(Pointing records)
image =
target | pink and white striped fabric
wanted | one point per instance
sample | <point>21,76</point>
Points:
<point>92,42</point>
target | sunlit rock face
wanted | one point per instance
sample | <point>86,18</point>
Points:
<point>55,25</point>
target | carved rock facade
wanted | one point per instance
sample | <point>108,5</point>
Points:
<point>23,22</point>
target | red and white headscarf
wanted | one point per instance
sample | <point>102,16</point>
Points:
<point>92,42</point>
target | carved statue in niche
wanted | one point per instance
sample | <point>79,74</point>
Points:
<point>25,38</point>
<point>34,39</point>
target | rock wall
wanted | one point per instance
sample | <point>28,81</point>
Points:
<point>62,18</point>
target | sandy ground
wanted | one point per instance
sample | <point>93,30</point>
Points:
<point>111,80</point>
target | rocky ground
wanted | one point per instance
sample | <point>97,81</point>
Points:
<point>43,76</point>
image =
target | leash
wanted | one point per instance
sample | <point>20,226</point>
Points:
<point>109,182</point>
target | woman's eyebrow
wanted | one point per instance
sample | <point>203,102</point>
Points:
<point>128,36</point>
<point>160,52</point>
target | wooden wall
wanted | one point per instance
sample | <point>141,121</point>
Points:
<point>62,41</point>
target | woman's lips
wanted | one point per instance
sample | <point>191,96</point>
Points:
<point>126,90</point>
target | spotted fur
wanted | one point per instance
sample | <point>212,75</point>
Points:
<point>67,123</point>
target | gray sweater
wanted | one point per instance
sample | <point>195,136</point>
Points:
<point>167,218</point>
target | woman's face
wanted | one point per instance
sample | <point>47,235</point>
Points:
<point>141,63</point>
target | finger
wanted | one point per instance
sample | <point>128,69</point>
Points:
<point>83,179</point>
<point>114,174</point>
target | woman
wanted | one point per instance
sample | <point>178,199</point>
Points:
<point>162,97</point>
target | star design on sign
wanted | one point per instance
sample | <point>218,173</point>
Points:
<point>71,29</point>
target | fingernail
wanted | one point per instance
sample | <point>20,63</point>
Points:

> **YOUR INSTRUCTIONS**
Can you recast every line of the data above as a JSON list of strings, one string per line, leaving out any blank lines?

> **EXERCISE RESPONSE**
[
  "image =",
  "target | pink and white striped fabric",
  "wanted | one point per instance",
  "sample | <point>21,76</point>",
  "Points:",
  "<point>92,42</point>",
  "target | sunlit rock face",
  "wanted | one point per instance",
  "sample | <point>86,18</point>",
  "Points:",
  "<point>55,25</point>",
  "target | carved rock facade",
  "wanted | one point per instance",
  "sample | <point>108,5</point>",
  "Points:",
  "<point>23,22</point>",
  "target | red and white headscarf",
  "wanted | one point per instance",
  "sample | <point>102,16</point>",
  "Points:",
  "<point>92,42</point>",
  "target | carved statue in niche",
  "wanted | one point per instance",
  "sample | <point>79,74</point>",
  "Points:",
  "<point>25,38</point>",
  "<point>34,39</point>",
  "target | rock wall",
  "wanted | one point per instance",
  "sample | <point>28,81</point>",
  "Points:",
  "<point>62,18</point>",
  "target | sandy ground",
  "wanted | one point per instance",
  "sample | <point>93,30</point>",
  "Points:",
  "<point>111,80</point>",
  "target | rocky ground",
  "wanted | one point per instance",
  "sample | <point>97,81</point>",
  "Points:",
  "<point>43,76</point>",
  "image =",
  "target | leash",
  "wanted | one point per instance",
  "sample | <point>20,226</point>",
  "Points:",
  "<point>109,182</point>",
  "target | woman's eyebrow",
  "wanted | one point per instance",
  "sample | <point>203,102</point>",
  "Points:",
  "<point>128,36</point>",
  "<point>160,52</point>",
  "target | wooden wall",
  "wanted | one point per instance",
  "sample | <point>141,121</point>",
  "Points:",
  "<point>62,41</point>",
  "target | woman's lips",
  "wanted | one point per instance",
  "sample | <point>191,96</point>",
  "Points:",
  "<point>126,90</point>",
  "target | spotted fur",
  "wanted | one point per instance",
  "sample | <point>212,75</point>",
  "Points:",
  "<point>67,123</point>",
  "target | gray sweater",
  "wanted | one point per instance",
  "sample | <point>195,136</point>",
  "Points:",
  "<point>167,218</point>",
  "target | woman's face",
  "wanted | one point per instance",
  "sample | <point>47,235</point>",
  "Points:",
  "<point>141,63</point>",
  "target | finger",
  "wanted | one point per instance",
  "sample | <point>128,69</point>",
  "Points:",
  "<point>83,179</point>",
  "<point>114,174</point>",
  "target | woman",
  "wanted | one point per instance",
  "sample | <point>178,199</point>",
  "Points:",
  "<point>162,97</point>",
  "target | star design on sign",
  "wanted | one point per instance",
  "sample | <point>218,173</point>",
  "Points:",
  "<point>71,29</point>",
  "target | fingernail",
  "wanted | one point per instance",
  "sample | <point>20,63</point>",
  "Points:"
]